-- RECORDS PROVIDED start --

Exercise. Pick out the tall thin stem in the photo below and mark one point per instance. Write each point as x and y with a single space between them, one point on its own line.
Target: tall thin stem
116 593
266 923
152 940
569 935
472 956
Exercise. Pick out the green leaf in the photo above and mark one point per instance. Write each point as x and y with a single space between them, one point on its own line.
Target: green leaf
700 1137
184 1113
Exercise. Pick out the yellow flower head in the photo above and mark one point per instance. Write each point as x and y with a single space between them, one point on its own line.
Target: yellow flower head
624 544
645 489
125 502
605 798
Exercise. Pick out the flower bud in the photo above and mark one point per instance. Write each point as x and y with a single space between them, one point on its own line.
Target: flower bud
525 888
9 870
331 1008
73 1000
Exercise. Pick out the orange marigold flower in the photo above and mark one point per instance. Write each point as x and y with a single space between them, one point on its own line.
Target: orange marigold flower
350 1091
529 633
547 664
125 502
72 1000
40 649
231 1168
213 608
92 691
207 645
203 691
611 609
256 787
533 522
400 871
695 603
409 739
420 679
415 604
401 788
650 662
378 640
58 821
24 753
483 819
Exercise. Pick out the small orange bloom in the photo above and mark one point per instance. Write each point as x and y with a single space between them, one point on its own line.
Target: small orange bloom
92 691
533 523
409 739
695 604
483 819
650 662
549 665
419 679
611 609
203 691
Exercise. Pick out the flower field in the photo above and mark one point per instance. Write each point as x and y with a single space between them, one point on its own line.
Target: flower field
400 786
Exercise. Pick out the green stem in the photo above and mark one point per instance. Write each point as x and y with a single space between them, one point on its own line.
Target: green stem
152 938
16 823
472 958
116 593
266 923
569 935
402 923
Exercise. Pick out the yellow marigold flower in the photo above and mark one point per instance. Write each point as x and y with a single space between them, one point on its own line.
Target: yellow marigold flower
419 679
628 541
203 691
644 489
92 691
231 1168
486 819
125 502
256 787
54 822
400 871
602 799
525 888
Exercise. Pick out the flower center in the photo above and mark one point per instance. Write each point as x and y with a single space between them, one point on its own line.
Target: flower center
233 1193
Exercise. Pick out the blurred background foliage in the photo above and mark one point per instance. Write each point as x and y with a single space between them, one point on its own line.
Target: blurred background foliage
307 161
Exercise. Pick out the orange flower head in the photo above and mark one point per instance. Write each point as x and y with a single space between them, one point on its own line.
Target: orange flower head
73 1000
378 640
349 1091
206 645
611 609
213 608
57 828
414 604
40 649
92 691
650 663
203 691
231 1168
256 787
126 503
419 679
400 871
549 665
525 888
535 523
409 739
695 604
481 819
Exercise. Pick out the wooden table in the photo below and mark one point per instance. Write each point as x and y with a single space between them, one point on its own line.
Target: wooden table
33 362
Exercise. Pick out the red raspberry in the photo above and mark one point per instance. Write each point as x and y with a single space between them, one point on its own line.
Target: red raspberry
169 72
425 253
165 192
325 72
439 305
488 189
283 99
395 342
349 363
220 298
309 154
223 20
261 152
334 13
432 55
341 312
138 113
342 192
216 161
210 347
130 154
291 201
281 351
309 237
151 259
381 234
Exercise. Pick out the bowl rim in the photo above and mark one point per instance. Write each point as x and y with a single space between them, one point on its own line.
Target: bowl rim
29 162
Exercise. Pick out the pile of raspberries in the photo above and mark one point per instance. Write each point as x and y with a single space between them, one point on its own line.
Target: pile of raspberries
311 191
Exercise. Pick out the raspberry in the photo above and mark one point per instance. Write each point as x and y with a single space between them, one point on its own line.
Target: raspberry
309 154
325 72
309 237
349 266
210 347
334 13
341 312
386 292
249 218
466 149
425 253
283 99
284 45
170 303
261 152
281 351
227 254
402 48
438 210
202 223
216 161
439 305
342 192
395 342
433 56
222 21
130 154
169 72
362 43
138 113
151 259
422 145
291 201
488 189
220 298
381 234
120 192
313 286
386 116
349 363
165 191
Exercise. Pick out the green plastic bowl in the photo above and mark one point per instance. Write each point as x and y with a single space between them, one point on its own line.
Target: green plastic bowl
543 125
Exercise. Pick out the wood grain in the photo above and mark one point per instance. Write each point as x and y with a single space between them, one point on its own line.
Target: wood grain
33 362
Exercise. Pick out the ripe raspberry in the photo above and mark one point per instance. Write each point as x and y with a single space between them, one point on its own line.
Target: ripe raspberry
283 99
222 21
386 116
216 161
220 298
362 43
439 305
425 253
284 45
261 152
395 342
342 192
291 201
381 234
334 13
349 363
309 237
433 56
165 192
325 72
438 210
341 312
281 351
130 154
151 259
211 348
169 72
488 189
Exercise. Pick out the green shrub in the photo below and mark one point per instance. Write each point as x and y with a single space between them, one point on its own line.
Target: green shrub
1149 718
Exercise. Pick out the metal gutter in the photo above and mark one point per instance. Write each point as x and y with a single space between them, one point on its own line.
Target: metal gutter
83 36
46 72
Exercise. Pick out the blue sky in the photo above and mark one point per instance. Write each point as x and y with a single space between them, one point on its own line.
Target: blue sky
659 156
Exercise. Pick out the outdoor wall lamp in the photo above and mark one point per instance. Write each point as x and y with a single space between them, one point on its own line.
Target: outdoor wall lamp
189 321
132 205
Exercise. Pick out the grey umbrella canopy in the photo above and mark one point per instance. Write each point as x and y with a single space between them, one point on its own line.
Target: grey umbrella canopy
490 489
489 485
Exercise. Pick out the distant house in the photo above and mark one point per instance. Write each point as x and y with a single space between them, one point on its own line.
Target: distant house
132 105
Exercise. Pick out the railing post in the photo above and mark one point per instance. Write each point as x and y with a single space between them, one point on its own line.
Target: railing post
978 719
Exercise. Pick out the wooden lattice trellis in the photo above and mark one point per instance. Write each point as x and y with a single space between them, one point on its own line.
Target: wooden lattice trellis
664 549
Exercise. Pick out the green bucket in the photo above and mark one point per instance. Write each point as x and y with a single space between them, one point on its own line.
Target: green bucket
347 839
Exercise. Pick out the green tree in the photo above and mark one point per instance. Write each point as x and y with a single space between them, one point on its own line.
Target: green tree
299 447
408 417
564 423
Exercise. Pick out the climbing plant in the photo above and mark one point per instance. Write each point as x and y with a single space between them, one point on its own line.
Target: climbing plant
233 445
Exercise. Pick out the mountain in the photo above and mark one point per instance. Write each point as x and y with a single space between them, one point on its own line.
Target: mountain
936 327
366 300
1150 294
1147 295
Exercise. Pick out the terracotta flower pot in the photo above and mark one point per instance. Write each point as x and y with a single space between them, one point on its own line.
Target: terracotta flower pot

-- RECORDS PROVIDED end --

TASK DESCRIPTION:
Reproduce everything from the line containing "Exercise. Pick out the mountain" down to the end of the listing, swapping "mountain" for "hill" and leaving all else unchanged.

FULL ANSWER:
Exercise. Pick out the hill in the photo above and mark one point per instance. Write each point as x and y with a single space between them, one point on its own line.
Target: hill
936 327
366 300
1150 294
1147 295
Exercise. Pick out the terracotta flower pot in the photo above and mark one point per instance. Write each point as x and y with a single space between them, one point on its own line.
Target: terracotta flower pot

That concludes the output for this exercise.